Repeat the records below exactly, leaving out every picture.

> [Material shown]:
_ _ _ _ _ _ _

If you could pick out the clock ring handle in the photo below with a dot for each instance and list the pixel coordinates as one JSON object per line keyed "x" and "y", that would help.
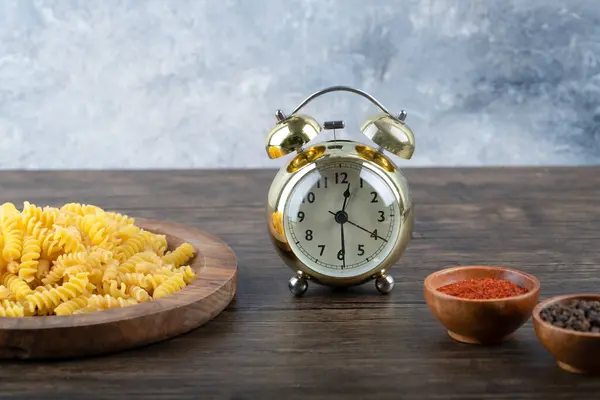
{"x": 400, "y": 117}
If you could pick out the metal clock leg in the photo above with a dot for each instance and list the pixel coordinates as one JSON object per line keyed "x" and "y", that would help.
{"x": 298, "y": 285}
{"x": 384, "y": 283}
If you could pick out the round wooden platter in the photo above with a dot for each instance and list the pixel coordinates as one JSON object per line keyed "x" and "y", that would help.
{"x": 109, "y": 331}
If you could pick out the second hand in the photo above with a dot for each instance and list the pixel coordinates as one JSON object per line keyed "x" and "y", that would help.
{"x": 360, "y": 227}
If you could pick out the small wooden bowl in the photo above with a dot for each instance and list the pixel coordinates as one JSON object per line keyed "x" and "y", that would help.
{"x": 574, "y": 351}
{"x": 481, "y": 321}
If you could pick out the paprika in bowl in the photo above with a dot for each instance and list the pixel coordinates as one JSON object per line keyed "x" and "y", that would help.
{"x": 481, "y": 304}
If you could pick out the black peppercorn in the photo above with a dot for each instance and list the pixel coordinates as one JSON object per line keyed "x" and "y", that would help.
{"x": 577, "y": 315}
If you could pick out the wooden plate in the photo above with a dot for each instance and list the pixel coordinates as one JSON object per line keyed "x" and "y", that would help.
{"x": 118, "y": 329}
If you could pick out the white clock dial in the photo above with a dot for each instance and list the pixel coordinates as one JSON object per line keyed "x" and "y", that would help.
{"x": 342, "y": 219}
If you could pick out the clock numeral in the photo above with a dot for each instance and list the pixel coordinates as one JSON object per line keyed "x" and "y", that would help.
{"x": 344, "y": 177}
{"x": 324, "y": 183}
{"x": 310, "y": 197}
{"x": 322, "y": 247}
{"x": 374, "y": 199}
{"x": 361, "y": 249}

_ _ _ _ _ _ _

> [Result of this exercise]:
If you could pick out the clock ring handle in the photo below with a dot for each instance and list the pixel coordinates as one JSON object per line keyed "x" and "y", that would help.
{"x": 400, "y": 117}
If you could pick out the metal clock leg in the photo above with a dot for each instance and list the pixel coordinates as one JSON object per line keyed "x" and "y", that would help.
{"x": 298, "y": 285}
{"x": 384, "y": 283}
If you could pick out the round wooden platter in the photo above with a dot for each instance and list the pixel coordinates as one JSON object per line keyed "x" and "y", that would help.
{"x": 109, "y": 331}
If you could pick out the second hand in the photo above with a dot for each instance and list the pixel coordinates as one JSON object per line keyed "x" and "y", that would help.
{"x": 360, "y": 227}
If you could pick out the small wooden bowl in the photo above with a dot for each instance and list the pixel coordinates as one JSON object per line keyed "x" and "y", that would help.
{"x": 574, "y": 351}
{"x": 481, "y": 321}
If you could pick out the paprika in bowl in the photo above with a dot for each instance and list the pixel coordinates as one JSON object per line keyed "x" and "y", that would help.
{"x": 481, "y": 304}
If you could pick out the black peppercorn in the photo above with a dot for each instance and list the pixel coordinates as one JSON object per line keyed "x" and "y", that would help.
{"x": 577, "y": 315}
If you could pick out the wooden plate in the photo above with a dot for each instance and list the pixel coordinates as one JSON object per line keyed "x" and "y", that would help.
{"x": 118, "y": 329}
If you could pick out the white clock dial in the photo above with a dot for each instance and list the pixel coordinates as one JSON object per line keyed "x" and "y", that would help.
{"x": 342, "y": 219}
If you could pick out the clock numeral in the photo above with a dot for each instance and list the pixel coordinates as one JSON object per line keyed "x" and "y", that would help.
{"x": 344, "y": 177}
{"x": 324, "y": 183}
{"x": 310, "y": 197}
{"x": 322, "y": 247}
{"x": 374, "y": 199}
{"x": 361, "y": 249}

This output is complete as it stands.